----- Данный отрывок
Гаев. Всё равно умрёшь.
Трофимов. Кто знает? И что значит умрёшь? Быть может, у человека сто чувств и со смертью погибают только пять, известных нам, а остальные девяносто пять остаются живы (222–223).
По сути, это контрмонолог Трофимова против монолога Сатина: Чехов-врач устами Трофимова говорит о необоснованности высокомерия человека, подчёркивая тем самым парадоксальность высоких речей человека, произносимых в ночлежке. Чехов-мыслитель, осознавая ограниченность нашего знания, допускает некое продолжение жизни после смерти, в неких неизвестных нам доселе чувствах и ощущениях, например, подобных тем, о которых мечтали три сестры: “…страдания наши перейдут в радость” (187–188), или Сонина надежда увидеть “небо в алмазах”, или, наконец, треплевское предощущение “мировой души”, в которую входят и оставшиеся девяносто пять чувств чеховских героев или даже самого автора. Таким образом, в центре полемики оказывается разный взгляд на человека.
----------
----- Приведённые строки
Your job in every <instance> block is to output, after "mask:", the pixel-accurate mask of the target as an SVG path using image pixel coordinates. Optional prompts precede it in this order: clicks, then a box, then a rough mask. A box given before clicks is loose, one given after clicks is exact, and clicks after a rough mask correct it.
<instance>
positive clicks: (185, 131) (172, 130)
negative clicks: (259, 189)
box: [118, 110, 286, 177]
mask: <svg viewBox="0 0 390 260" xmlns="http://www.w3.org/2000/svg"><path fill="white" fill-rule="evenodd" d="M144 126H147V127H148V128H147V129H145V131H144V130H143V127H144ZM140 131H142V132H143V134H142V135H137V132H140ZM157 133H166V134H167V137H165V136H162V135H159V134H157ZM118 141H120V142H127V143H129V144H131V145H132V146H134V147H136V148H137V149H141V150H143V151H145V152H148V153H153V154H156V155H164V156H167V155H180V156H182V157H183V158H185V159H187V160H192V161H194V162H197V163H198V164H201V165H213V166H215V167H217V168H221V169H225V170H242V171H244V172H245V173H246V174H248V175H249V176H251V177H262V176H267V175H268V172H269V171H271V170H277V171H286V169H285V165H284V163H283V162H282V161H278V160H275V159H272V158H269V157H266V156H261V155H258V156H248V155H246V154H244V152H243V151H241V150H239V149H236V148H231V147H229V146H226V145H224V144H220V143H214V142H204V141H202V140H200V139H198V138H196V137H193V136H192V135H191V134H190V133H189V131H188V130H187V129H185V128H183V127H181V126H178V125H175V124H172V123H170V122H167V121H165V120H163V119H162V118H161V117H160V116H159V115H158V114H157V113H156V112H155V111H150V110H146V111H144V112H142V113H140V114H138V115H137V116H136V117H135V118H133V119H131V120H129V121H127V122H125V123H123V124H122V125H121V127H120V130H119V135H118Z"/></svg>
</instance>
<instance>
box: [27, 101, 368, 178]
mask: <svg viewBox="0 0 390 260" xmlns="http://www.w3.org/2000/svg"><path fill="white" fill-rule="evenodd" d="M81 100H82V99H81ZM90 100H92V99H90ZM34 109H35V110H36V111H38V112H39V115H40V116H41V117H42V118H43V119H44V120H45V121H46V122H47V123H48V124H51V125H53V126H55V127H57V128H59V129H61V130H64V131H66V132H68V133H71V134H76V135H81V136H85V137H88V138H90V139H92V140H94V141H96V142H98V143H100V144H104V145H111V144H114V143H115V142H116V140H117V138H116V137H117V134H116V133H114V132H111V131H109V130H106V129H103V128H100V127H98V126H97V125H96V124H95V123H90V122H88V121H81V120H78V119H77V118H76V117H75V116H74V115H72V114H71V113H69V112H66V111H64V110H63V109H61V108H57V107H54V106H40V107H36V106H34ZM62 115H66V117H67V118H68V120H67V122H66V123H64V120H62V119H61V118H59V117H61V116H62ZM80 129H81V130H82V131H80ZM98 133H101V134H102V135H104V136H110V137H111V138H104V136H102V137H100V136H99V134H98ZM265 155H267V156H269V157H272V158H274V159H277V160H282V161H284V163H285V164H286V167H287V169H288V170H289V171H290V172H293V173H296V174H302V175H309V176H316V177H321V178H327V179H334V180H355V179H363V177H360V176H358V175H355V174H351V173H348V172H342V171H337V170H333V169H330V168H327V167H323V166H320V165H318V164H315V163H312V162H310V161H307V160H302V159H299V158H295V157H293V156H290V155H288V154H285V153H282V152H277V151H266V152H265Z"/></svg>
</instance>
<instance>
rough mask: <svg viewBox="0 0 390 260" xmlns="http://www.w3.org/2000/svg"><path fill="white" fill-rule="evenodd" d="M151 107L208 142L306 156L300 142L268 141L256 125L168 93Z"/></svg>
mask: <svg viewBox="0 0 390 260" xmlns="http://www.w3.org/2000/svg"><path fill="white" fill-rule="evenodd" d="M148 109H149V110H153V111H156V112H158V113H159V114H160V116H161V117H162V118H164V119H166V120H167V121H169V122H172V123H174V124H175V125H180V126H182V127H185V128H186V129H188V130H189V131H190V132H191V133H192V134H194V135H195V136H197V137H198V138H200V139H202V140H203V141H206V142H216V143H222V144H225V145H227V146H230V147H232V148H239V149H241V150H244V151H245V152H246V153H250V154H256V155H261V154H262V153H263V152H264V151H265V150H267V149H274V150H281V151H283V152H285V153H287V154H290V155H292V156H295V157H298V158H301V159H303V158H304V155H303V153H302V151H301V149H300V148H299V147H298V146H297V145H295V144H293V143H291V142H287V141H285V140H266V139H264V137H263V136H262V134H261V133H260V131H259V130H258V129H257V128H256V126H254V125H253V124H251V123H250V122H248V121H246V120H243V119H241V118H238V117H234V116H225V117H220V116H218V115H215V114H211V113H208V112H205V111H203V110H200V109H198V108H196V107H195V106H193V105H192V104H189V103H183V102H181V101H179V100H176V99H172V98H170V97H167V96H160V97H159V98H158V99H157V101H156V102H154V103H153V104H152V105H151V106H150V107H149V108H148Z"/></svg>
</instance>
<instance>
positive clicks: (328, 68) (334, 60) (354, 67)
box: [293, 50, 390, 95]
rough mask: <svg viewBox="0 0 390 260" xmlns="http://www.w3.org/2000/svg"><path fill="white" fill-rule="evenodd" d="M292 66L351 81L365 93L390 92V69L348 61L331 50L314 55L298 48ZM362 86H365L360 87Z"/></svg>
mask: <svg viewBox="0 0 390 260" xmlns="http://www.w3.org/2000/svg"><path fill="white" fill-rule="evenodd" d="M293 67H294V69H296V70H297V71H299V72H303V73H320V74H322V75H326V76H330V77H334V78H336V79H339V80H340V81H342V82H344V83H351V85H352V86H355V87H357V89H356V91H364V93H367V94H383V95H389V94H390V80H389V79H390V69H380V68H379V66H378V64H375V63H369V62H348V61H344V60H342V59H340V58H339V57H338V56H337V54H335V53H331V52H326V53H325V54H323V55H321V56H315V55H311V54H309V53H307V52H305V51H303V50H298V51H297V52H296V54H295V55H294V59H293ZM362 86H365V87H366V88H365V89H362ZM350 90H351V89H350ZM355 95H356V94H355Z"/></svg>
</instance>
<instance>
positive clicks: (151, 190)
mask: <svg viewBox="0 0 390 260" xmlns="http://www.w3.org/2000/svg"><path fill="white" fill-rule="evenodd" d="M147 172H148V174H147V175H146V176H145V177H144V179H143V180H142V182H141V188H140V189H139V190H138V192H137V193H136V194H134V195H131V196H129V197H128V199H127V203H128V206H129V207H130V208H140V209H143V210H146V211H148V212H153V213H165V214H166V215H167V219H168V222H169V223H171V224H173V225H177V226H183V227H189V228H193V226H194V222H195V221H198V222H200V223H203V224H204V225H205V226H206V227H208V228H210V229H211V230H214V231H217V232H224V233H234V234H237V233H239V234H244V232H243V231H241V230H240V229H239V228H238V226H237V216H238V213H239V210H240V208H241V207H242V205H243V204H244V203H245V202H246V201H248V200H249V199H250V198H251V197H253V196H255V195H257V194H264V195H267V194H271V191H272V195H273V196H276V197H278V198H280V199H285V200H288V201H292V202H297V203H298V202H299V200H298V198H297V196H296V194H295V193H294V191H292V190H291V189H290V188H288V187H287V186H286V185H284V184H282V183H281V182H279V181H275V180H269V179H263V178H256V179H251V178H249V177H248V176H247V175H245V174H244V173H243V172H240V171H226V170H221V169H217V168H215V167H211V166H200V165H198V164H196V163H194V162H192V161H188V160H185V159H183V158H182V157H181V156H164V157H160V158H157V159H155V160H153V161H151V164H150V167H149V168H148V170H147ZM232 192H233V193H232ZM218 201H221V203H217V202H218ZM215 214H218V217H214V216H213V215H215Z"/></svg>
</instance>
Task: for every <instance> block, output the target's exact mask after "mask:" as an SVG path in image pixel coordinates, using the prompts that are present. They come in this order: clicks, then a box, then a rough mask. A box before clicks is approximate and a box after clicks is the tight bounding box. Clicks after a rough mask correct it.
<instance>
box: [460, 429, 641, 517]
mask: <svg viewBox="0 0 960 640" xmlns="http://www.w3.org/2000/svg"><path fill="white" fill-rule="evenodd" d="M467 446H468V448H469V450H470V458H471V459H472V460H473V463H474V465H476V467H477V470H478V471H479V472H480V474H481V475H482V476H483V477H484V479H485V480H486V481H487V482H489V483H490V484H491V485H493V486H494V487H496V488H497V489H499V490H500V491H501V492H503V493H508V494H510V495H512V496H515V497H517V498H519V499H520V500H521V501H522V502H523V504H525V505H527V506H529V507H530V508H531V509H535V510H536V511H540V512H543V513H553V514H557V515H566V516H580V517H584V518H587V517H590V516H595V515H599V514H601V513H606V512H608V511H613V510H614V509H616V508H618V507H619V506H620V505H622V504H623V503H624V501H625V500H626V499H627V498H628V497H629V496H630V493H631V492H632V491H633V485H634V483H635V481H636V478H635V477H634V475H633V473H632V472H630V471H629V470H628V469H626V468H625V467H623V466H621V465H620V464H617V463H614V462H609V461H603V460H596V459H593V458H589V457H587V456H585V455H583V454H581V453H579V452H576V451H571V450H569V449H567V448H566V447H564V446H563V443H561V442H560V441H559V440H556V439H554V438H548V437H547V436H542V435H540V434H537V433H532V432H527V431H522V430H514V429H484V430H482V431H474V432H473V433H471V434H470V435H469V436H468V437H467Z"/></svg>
----------
**Задание**
Объясните, исходя из отрывка, почему Чехов-мыслитель допускает некое продолжение жизни после смерти.

**Решение**
Чехов-мыслитель допускает продолжение жизни после смерти, потому что осознаёт ограниченность нашего знания. Поэтому он считает возможным, что жизнь продолжается в неизвестных нам доселе чувствах и ощущениях.